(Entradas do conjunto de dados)
· · · · · · ·
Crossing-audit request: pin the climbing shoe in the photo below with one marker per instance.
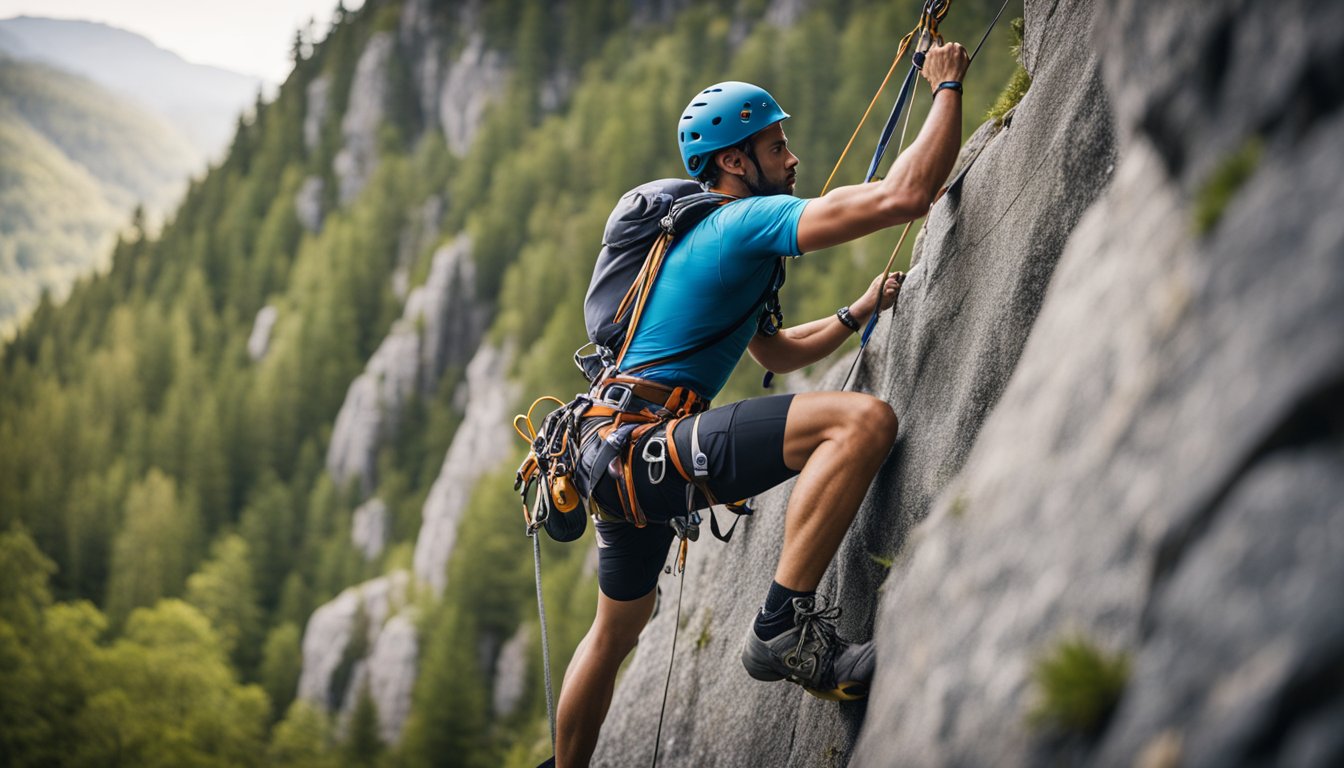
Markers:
(812, 654)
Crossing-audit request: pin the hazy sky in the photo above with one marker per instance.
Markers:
(250, 36)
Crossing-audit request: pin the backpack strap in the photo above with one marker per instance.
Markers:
(770, 289)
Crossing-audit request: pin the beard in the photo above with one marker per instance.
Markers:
(764, 186)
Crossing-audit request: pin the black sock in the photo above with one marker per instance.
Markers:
(776, 618)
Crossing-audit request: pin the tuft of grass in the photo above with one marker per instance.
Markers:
(1078, 686)
(1018, 84)
(1223, 184)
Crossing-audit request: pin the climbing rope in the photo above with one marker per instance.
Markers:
(926, 30)
(546, 644)
(676, 627)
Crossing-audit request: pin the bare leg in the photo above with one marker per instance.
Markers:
(837, 440)
(589, 681)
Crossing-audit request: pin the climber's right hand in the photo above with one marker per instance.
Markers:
(945, 63)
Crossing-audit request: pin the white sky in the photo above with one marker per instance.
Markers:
(250, 36)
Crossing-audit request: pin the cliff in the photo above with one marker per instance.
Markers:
(1117, 365)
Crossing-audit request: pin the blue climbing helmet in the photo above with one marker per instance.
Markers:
(721, 116)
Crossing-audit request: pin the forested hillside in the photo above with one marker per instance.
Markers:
(175, 494)
(200, 101)
(75, 160)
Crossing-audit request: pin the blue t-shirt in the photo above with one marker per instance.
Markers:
(708, 280)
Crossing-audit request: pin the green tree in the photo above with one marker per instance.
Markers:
(281, 663)
(156, 546)
(223, 591)
(363, 744)
(170, 697)
(303, 739)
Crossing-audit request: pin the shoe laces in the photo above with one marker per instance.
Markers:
(816, 622)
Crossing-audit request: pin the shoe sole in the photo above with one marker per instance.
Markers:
(843, 692)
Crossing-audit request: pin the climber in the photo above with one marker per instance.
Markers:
(733, 141)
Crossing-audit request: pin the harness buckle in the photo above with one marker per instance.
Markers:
(687, 527)
(621, 393)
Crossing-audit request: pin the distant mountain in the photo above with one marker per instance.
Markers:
(74, 162)
(200, 101)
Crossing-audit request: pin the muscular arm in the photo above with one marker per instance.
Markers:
(800, 346)
(850, 213)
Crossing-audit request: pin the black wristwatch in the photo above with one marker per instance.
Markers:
(847, 319)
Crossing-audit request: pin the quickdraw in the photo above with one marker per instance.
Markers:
(550, 464)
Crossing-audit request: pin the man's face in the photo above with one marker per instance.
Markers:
(777, 166)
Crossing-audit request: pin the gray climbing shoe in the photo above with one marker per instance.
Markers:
(812, 654)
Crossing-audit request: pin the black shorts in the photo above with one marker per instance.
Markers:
(743, 443)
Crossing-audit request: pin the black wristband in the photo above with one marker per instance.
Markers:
(847, 319)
· · · · · · ·
O QUE SE ESPERA: Por favor, repita as entradas acima sem nenhuma alteração, deixando de fora as imagens.

RESULTADO ABAIXO:
Crossing-audit request: pin the climbing shoe in the photo below with one marker per instance.
Markers:
(812, 654)
Crossing-audit request: pin the hazy sky in the photo above with one marker per instance.
Markers:
(250, 36)
Crossing-audit request: pin the backpack strap in the photo above with one marker per instance.
Markers:
(770, 289)
Crossing-audit request: pin the beard in the photo above with one marker per instance.
Markers:
(764, 186)
Crossing-audit request: pin the black sock in the photo above with one marker per instance.
Markers:
(776, 618)
Crossing-audit request: pin the tuft of grass in the photo above with one marker per instance.
Markers:
(1078, 686)
(1018, 84)
(1223, 184)
Crossing-audit request: pin the climbing rope in the photo above with one marker per instance.
Markers:
(926, 30)
(546, 644)
(676, 627)
Crossing-audit request: pin the bare leg in the photo above with one marker per instance.
Markers:
(837, 440)
(589, 681)
Crossing-audit request: pin the climber's right hand in the photo above with one marker per instance.
Markers:
(945, 63)
Crossing-audit request: pin the white sky in the photo above with one marker per instance.
Markers:
(250, 36)
Crossing-audit request: pin the cliff in the photo above with one marker per instance.
Markers:
(1117, 365)
Crossing-audit request: pin the blue climbing helmet in the photo above with one marker per instance.
Markers:
(721, 116)
Crossing-audit request: pin the forested hillside in the photo above with one marker per instance.
Markers:
(175, 494)
(200, 101)
(75, 160)
Crossing-audit request: pin the blue t-shirt in the photo above with one marker per instance.
Markers:
(708, 280)
Crossing-audit request: pin the green tree in the photo above with one marker per instance.
Markers:
(281, 663)
(156, 546)
(223, 591)
(363, 744)
(170, 697)
(303, 739)
Crossing-audit request: pin the shoe laces in the photo above with one marker per instance.
Markers:
(816, 622)
Crossing-audit request: pin the shoe sole in the photo above with one marker per instance.
Markers:
(843, 692)
Crossing-audit request: pin the climber in the photo above with one marker per instance.
Markers:
(733, 141)
Crossing-audit request: pin the harness buckle in the photo above with one marker per instance.
Markers:
(687, 527)
(621, 393)
Crossing-audit request: pin the distant mountain in the photo above with one marker per instance.
Markers:
(74, 162)
(200, 101)
Crossing-audit request: pin the muscular arm in the photo above with one marker per instance.
Markers:
(800, 346)
(850, 213)
Crossing-audit request: pin the black wristwatch in the photo above with one marker per instance.
Markers:
(847, 319)
Crossing-audit request: pin the quickdraw in the photo above with one marker per instance.
Markers:
(550, 464)
Crossing-audit request: pin the man's face in the photo above with one marker per instance.
Markers:
(777, 166)
Crossing-audit request: pin the gray climbing shoe in the photo above with one marker per instance.
Markers:
(812, 654)
Crossing-audit request: pin the black shorts in the photo above with one marker per instance.
Markers:
(743, 443)
Crossing-audit request: pin the black wristband in the photo above with one marker per instance.
Markers:
(847, 319)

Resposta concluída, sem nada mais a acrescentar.